_DATA TO PROCESS_.
==============================

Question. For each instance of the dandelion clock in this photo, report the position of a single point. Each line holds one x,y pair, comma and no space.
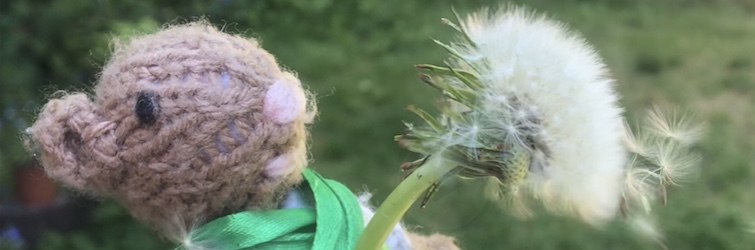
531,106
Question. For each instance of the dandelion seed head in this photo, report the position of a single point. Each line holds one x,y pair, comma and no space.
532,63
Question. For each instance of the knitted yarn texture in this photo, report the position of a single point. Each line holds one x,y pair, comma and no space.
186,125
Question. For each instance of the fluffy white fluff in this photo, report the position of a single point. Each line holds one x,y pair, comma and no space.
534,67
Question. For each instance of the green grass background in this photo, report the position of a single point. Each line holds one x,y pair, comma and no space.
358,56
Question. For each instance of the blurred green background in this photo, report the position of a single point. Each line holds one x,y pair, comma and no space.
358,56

==============================

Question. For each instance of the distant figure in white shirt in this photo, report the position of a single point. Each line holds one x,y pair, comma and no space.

==============================

_WHAT THIS TASK INVOLVES_. Which lines of the listing contain the word "white"? Gather each of them in full, treating uppercase and lowercase letters as distinct.

_FINAL ANSWER_.
Question. For each instance of the fluffy white fluff in this photo, report the position of a single point. Each line holds one x,y pair, comma and no space.
Question. For each instance of the distant figure in white shirt in this photo, report the position of a single point. Each line holds one x,y pair, comma and no space.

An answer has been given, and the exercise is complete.